[Stored data entries]
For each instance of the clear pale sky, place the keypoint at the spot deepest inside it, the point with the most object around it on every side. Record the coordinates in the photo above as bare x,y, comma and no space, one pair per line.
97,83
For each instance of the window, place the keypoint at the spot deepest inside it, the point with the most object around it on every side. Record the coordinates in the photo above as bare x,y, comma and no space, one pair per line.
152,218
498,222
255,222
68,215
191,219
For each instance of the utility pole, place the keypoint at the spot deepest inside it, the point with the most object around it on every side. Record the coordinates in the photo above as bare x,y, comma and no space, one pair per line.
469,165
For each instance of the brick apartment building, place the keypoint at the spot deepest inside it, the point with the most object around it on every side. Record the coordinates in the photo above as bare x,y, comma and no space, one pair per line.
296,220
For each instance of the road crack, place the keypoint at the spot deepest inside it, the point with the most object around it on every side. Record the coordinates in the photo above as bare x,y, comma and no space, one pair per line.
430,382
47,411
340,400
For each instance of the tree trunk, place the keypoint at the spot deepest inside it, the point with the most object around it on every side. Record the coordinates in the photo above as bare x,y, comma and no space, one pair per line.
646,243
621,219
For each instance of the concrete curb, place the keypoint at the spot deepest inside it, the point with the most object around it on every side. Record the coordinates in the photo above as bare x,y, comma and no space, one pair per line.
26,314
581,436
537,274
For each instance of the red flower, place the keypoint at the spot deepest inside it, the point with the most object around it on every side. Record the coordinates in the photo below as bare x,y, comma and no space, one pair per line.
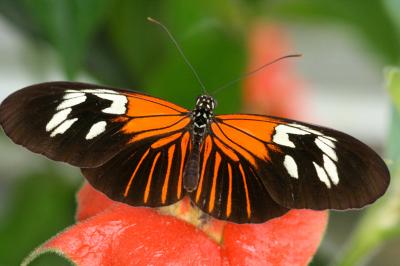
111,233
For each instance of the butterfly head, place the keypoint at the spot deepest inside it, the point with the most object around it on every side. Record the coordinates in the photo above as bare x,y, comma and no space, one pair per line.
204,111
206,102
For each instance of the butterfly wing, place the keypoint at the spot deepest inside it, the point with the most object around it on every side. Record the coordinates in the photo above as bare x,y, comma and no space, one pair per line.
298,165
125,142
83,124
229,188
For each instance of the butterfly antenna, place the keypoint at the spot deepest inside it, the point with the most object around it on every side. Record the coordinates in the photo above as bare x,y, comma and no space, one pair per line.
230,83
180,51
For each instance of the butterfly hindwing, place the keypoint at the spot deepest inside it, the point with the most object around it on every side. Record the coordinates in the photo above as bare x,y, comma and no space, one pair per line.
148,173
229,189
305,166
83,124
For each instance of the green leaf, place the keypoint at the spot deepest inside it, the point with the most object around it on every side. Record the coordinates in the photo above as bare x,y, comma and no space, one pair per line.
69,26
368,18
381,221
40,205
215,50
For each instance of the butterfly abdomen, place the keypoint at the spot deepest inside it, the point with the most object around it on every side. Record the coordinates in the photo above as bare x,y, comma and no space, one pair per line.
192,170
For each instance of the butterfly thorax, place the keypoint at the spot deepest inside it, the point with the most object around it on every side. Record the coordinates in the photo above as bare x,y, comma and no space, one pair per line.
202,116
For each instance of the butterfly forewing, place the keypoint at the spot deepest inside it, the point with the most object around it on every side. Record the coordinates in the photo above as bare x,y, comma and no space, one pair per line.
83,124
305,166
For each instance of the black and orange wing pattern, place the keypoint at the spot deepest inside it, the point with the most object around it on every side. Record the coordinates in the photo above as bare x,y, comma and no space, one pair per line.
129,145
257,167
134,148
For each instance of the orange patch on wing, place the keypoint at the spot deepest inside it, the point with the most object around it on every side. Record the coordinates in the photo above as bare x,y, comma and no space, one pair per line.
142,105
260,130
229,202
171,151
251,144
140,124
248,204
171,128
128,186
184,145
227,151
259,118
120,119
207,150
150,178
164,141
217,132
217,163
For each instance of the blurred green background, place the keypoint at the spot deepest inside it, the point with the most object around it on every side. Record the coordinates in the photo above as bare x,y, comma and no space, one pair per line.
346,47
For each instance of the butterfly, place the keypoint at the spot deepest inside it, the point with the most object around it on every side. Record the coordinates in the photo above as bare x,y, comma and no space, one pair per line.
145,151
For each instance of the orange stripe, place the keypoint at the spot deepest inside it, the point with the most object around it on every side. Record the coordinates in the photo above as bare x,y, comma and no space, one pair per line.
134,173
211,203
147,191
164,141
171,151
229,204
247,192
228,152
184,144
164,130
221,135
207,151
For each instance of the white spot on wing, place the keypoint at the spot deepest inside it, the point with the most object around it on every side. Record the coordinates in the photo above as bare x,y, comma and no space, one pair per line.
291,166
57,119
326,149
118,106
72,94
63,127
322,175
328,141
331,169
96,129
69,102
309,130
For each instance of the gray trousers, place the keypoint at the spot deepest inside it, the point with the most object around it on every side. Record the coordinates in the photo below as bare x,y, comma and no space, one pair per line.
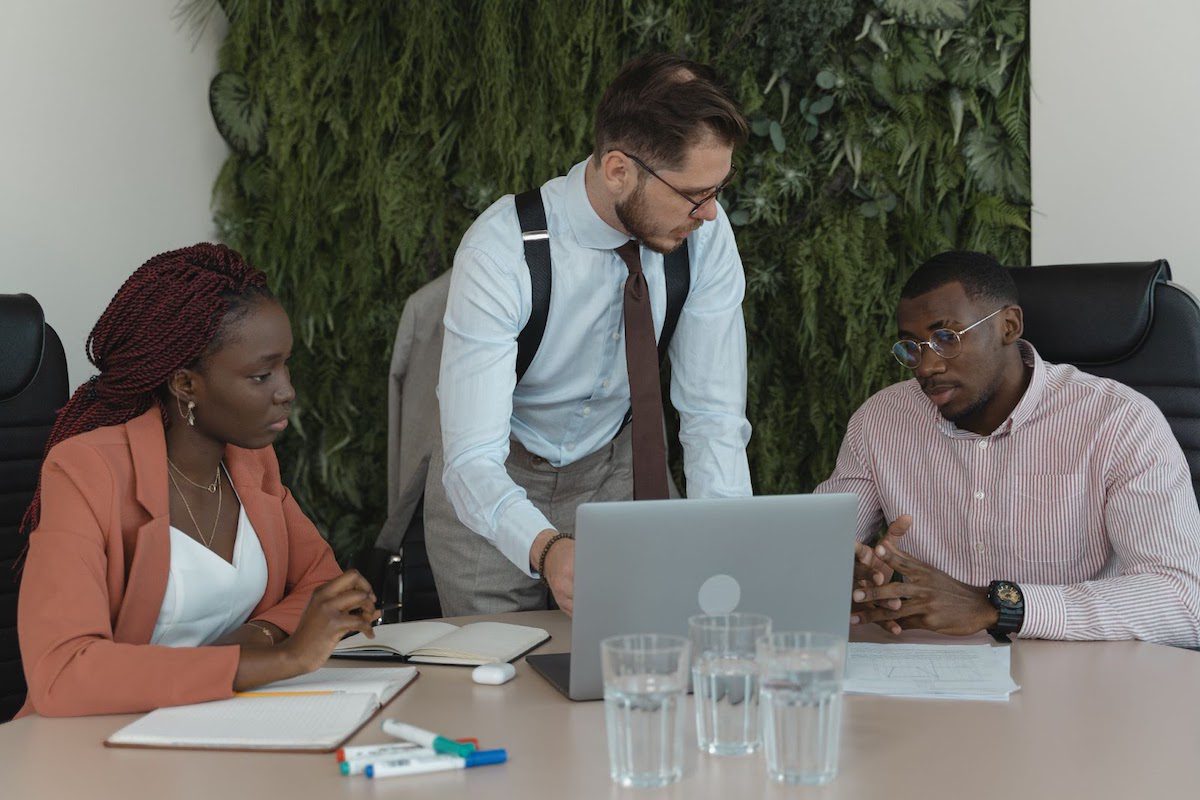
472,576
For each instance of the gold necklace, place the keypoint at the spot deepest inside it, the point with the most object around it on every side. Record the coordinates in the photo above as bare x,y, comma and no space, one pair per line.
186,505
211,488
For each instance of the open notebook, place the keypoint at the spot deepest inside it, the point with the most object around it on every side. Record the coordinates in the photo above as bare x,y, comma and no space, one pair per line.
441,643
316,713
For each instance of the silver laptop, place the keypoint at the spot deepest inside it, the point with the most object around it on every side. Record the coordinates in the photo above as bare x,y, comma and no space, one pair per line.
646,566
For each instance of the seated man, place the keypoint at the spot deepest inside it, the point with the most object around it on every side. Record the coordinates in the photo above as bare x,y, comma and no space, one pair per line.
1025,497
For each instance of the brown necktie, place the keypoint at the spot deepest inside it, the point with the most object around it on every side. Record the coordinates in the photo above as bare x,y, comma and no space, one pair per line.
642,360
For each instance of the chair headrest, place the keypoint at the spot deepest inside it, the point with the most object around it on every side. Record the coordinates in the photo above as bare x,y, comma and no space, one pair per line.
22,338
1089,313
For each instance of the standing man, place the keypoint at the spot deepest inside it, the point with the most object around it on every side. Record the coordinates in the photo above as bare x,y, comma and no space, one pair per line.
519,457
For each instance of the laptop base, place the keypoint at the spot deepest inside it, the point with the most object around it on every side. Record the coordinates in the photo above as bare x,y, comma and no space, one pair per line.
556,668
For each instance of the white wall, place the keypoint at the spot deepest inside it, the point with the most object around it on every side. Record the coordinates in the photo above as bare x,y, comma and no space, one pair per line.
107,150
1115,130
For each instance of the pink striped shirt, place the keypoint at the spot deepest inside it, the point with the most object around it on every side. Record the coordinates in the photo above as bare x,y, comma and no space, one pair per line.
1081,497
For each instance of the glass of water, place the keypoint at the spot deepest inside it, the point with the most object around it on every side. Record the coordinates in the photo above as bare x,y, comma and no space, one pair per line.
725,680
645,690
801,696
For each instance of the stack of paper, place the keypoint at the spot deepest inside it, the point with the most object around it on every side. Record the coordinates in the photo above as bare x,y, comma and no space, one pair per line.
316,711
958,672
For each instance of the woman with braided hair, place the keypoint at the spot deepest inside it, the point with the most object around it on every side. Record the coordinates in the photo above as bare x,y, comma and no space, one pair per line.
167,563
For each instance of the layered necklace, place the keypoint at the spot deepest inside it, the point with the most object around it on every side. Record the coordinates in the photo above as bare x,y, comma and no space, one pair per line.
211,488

EXERCISE DIRECTIONS: A faithful copy of all the data above is required, printed exactly and with no pictures.

ANSWER AREA:
For each instance of the clear pale sky, place the keypoint at the spot deepest inside it, the point with the most object around it on every side. Record the coordinates in the photo above as bare x,y, comma and no space, one pair per line.
97,83
For each instance of the window, place the keypoint at the spot deepest inside it, the point with the most object around it on every side. Record the coordinates in the photo above as bare x,y, comma and no space, one pair per line.
152,218
498,222
255,222
68,215
191,219
For each instance of the utility pole, place the keypoint at the spot deepest inside it, the point with the most object around it on every side. Record the coordinates in the photo above as bare x,y, comma and no space, one pair per line.
469,165
For each instance of the brick apartment building, place the keypoint at the spot deepest inside it, the point with the most object around it on every side. Record the coordinates in the photo above as bare x,y, comma and no space, one pair per line.
296,220
For each instance of the road crack, place the keypoint at the spot deepest inside it, the point with the most object around it on every side. Record the coordinates in the photo above as bare x,y, comma and no space, one pair per line.
430,382
47,411
340,400
For each instance of the tree trunk, place the keypoint at the spot deepest inside it, the point with the most object around it on every side. Record the coordinates in the photo above as bare x,y, comma and no space, one pair per line.
646,243
621,219
For each instance of the concrete curb, place the keypoint at the spot deepest inside it, the point with the most object around it on every side. Record the coordinates in the photo above as bare x,y, comma and no space, one pair per line.
26,314
581,436
537,274
For each instance of the red flower, place the keypoint at the spot deepest inside it, the point with the most object around it on every side. Record the coordinates in the photo below as bare x,y, comma and no space, one pair per line.
111,233
For each instance of the butterfly head, place the keypoint at the spot deepest inside it, the point with the most object around it on every side. Record the coordinates in the photo above as bare x,y, comma and no space, one pair per line.
204,111
206,102
For each instance of the butterfly wing, place the keypoint at the spot deepest inside it, the point with the most object around it on every side. Record the coordinates in the photo above as bare x,y, comma and no space, one pair per line.
298,165
125,142
83,124
229,188
For each instance of the butterfly antenna, place the keypoint at the spot deepest inside it, the point with the most object around it on every side. Record the coordinates in the photo above as bare x,y, comma and no space, one pair per line.
230,83
180,51
For each instance of the butterfly hindwing, place the keypoint at the spot deepest inside it, the point with the most object around it on every side. Record the coordinates in the photo above as bare x,y, comma and no space, one pair per line.
148,173
229,189
305,166
83,124
For each instance of the green leaf, place the keypoint at the spot deepest inside it, the point with the most object around it on every side. Record the coordinates in the photo above as bare x,y, comma and no space, one pair per line.
69,26
368,18
381,221
40,205
215,50
For each instance of the butterfly abdomen, place the keypoint at the spot deepest inside it, the point with the most object around it on every side. Record the coordinates in the photo above as bare x,y, comma and no space, one pair per line.
192,170
For each instance of the butterfly thorax, place the keypoint at the spot deepest inside it, the point with the most object around it on every side. Record the coordinates in the photo above as bare x,y, comma and no space, one pair per line.
202,116
For each instance of the butterfly forewing, place the keypoint at the spot deepest inside it, the point with the most object around it on every side. Record the coordinates in the photo above as bare x,y, comma and no space, one pair per line.
83,124
305,166
For each instance of the black and orange wing pattern, place the keypoint at the spot deepest inside it, the point with the most object around it on every side. Record the coordinates in the photo above as bare x,y, comma and no space, one pair per line.
129,145
257,167
134,148
For each instance of the orange patch on wing, place the keypoint at the spot deepest inside it, the point with the most object around it on every side. Record the coordinates in the photo above as bare x,y, comma and no space, one pair per line.
142,105
260,130
229,202
171,151
251,144
140,124
248,204
171,128
128,186
184,145
227,151
259,118
120,119
207,150
150,178
164,141
217,132
217,163
For each instance of the blurred green background, place the keypoint at the spot deepest inside it, the point with the most object around it on every side. Record the coordinates in the photo above as bare x,y, comma and no space, one pair per line.
346,47
For each instance of the butterfly, place the keypoint at the spot deepest inside it, the point with the most object around it on every side. Record the coordinates in the photo above as bare x,y, comma and no space, one pair per line.
145,151
For each instance of the orange stripe, place the keypoint at the spot deepest inside it, the point with the most object around it on every side. Record the coordinates in the photo above as bare x,y, comma and no space, one pair per line.
134,173
211,203
147,191
164,141
171,151
229,204
247,192
228,152
184,144
164,130
221,135
207,151
For each instance of the white spot on wing, place the keypoint at the spot deepest inside it, the point with the most object around it on every side. Record the coordinates in the photo above as bare x,y, comma and no space, one pair per line.
291,166
57,119
326,149
118,106
72,94
63,127
322,175
328,141
331,169
96,129
69,102
309,130
For each instance of the gray trousers, place the keypoint at the spot deepest inside it, the point with the most object around it on every side. Record the coordinates in the photo below as bare x,y, comma and no space, one pair per line.
472,576
For each instance of the gold necklace, place the keypoint at the spot deepest inside it, the point with the most object around it on every side. Record the coordinates in the photo above as bare x,y, comma and no space, one pair per line.
186,505
211,488
For each instance of the open notebook, place the keypoint at the spot deepest inside it, the point with the most object around it on every side. Record the coordinates in the photo above as bare x,y, comma and no space, one pair per line.
441,643
316,713
For each instance of the silver laptop, place the keypoint at the spot deepest inside it, the point with the most object around it on every side. Record the coordinates in the photo above as bare x,y, comma and no space, one pair per line.
646,566
For each instance of the seated man, place the keypoint at the spot deepest inside it, the point with the most object around it on every side. Record the coordinates in the photo above as bare x,y, comma and no space, one pair per line.
1025,497
For each instance of the brown necktie, place the keypoint at the spot deepest inside it, the point with the most object around it on every side. Record the coordinates in the photo above as bare x,y, comma and no space, one pair per line.
642,360
For each instance of the chair headrest, place the keypoint at the spot deepest inside it, the point with the most object around it on every side. Record the coordinates in the photo above as bare x,y, comma and no space, one pair per line.
22,338
1089,313
For each instance of the standing man, place the keypoint at the spot deepest inside it, the point with the most object around it on every side. Record the coordinates in the photo above as bare x,y, comma and no space, one pair per line.
519,457
For each instance of the laptop base, place the keypoint at the spot deepest inside it, the point with the most object around it on every side. Record the coordinates in the photo above as bare x,y, comma and no space, one pair per line.
556,668
For each instance of the white wall, place the keypoint at the spot deepest inside it, the point with the most object around it on every side. Record the coordinates in the photo above as bare x,y, comma and no space, one pair per line.
107,150
1115,130
For each instance of the pink striped shirt, place the keypoint at the spot deepest inside it, the point with the most object around it on every side. Record the coordinates in the photo above as bare x,y, comma and no space, one pair per line.
1081,497
For each instance of the glass of water, place the keypoint at the spot deepest inside it, the point with the most object around it on every side. Record the coordinates in the photo above as bare x,y, comma and no space, one pair per line.
725,680
645,690
801,696
For each instance of the stack of paper, place the keypoint at the spot deepest inside it, the point with the most object around it on every side. Record the coordinates in the photo above as bare x,y, comma and no space, one pair per line.
316,711
958,672
For each instance of the woman with braided hair, place the keypoint at the spot deepest inside it, the point with the most object around it on every side. Record the coordinates in the photo above as bare x,y, comma and no space, one pair per line.
167,563
For each instance of the layered necklace, place the keypoint at the spot deepest inside it, the point with the most object around it on every side. Record the coordinates in the photo above as bare x,y, comma and no space, one pair per line.
211,488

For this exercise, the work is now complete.